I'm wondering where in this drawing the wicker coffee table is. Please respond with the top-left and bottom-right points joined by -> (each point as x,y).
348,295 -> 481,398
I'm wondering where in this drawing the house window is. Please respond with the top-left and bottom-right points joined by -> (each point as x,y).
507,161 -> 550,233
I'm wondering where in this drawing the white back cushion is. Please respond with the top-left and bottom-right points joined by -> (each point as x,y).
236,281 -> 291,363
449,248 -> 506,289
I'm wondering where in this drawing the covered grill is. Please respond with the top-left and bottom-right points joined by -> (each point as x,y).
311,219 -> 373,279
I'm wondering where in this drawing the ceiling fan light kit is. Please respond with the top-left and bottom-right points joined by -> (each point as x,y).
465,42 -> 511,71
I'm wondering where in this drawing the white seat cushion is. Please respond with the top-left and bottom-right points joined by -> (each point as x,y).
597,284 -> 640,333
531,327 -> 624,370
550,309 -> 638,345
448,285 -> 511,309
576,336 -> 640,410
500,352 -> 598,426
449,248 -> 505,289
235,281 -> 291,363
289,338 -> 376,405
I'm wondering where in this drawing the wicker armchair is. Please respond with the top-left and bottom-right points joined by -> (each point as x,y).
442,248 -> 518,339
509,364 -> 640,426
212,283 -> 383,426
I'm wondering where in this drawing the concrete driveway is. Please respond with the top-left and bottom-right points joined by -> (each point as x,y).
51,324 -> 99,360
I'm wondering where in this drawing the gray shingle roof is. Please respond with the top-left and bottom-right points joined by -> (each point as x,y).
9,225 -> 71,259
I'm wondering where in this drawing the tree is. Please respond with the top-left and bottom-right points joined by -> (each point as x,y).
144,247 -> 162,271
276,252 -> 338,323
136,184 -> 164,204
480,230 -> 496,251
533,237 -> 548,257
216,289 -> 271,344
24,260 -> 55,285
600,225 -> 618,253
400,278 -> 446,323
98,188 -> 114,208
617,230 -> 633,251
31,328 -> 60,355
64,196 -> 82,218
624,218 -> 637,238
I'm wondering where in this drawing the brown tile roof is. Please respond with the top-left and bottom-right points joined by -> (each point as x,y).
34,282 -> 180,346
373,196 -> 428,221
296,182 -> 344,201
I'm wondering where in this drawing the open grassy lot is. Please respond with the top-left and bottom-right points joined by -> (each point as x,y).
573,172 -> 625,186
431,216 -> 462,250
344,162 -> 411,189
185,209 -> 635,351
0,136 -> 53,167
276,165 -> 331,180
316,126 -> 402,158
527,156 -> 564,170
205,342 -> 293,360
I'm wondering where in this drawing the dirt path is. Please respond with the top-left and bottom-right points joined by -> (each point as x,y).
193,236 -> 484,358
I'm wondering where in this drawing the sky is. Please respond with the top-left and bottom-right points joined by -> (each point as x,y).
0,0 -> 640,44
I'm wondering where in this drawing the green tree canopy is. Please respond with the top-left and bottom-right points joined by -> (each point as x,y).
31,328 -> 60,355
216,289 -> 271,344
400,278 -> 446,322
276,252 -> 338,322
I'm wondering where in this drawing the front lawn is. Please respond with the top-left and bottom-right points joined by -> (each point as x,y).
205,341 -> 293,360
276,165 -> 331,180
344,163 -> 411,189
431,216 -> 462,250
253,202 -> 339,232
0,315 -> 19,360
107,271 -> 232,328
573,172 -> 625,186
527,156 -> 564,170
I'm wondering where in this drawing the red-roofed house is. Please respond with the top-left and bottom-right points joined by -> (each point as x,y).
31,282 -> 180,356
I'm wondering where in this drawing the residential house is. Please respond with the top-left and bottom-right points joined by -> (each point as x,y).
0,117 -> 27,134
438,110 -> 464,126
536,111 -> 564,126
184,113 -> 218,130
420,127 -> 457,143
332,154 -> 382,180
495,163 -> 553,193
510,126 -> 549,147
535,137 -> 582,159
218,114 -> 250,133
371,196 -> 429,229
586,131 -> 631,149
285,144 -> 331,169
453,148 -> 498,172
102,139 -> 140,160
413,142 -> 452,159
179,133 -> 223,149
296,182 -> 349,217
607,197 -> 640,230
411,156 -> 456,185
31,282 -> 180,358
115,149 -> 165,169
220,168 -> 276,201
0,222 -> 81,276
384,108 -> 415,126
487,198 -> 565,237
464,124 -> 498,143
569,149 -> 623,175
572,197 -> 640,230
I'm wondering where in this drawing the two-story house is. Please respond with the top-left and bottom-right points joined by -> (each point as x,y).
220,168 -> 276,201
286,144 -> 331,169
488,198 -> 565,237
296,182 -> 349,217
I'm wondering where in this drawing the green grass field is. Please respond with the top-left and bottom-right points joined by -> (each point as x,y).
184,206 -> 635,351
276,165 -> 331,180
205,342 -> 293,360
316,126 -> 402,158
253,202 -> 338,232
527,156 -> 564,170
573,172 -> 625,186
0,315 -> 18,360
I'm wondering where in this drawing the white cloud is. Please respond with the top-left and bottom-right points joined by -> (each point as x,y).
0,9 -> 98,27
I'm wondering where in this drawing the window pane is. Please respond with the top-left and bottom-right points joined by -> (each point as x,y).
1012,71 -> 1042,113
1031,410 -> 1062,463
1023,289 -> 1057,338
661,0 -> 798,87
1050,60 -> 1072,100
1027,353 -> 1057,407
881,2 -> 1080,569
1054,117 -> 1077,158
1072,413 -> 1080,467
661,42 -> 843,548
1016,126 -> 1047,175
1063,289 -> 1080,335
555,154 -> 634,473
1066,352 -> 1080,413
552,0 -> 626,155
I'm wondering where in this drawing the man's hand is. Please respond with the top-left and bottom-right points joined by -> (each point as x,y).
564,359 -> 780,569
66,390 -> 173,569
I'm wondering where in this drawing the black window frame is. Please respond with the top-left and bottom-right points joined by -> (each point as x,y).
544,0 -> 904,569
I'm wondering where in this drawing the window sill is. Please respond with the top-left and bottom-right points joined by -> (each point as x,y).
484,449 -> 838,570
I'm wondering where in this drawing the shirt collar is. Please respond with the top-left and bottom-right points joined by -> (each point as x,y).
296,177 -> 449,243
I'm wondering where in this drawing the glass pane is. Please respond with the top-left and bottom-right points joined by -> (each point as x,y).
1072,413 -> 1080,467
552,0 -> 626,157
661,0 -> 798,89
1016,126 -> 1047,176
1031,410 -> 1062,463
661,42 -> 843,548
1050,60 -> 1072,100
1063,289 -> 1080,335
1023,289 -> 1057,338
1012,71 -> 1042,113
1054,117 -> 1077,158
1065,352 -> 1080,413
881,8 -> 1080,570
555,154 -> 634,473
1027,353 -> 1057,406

···

GOAL -
Could you copy out, character for character, the items starting at the line that contains "I'm wondering where in this drawing the wicker armchair" and stopping after the line that contains "276,252 -> 338,322", with both of those lines included?

COMPLETED EXERCISE -
I'm wondering where in this drawing the wicker armchair is. Please respond with the top-left and bottom-right points joined by -> (each point as x,y).
442,248 -> 518,339
509,364 -> 640,426
212,283 -> 383,426
I'm wondering where in this drawing the concrete driveway is. Please respond with the top-left and bottom-right points joined by -> (each point as x,y).
51,324 -> 99,360
I'm wondering where in this drawing the gray shingle roof is. Please respond with the top-left and bottom-right points joined by -> (each point as x,y).
9,225 -> 71,259
I'm wondering where in this drawing the tree is. Please respond with the top-left and bottom-right points joined by -> (each point as x,y).
144,247 -> 162,271
276,252 -> 338,323
136,184 -> 164,204
480,230 -> 496,251
533,237 -> 548,257
216,289 -> 271,344
24,260 -> 55,285
600,225 -> 618,253
400,278 -> 446,323
98,188 -> 114,208
617,230 -> 633,251
31,328 -> 60,355
64,196 -> 82,218
624,218 -> 637,238
I'm wondering where in this drawing the brown tile roof is. Please respond with the top-left and bottom-right points joined by -> (each point as x,y).
34,282 -> 180,346
373,196 -> 428,221
296,182 -> 344,201
I'm wondering where in this drawing the open grassy lot is. Please respond with the top-left and bottom-right points joined by -> (each point as x,y).
573,172 -> 625,186
431,216 -> 462,250
344,162 -> 411,189
185,209 -> 635,351
0,136 -> 53,167
276,165 -> 331,180
316,126 -> 402,158
527,156 -> 564,170
205,342 -> 293,360
I'm wondering where in this drawing the dirt path is. Please respond with the top-left and bottom-right points joined by -> (each point as x,y).
193,236 -> 484,358
I'm wondering where in this drawing the sky is. Please respond with the top-left and bottom-right points joined by -> (each point as x,y).
0,0 -> 640,44
I'm wondering where in this drawing the green tree canopy is. Please respond with the top-left and bottom-right points joined by -> (each point as x,y).
31,328 -> 60,355
216,289 -> 271,344
400,278 -> 446,322
276,252 -> 338,322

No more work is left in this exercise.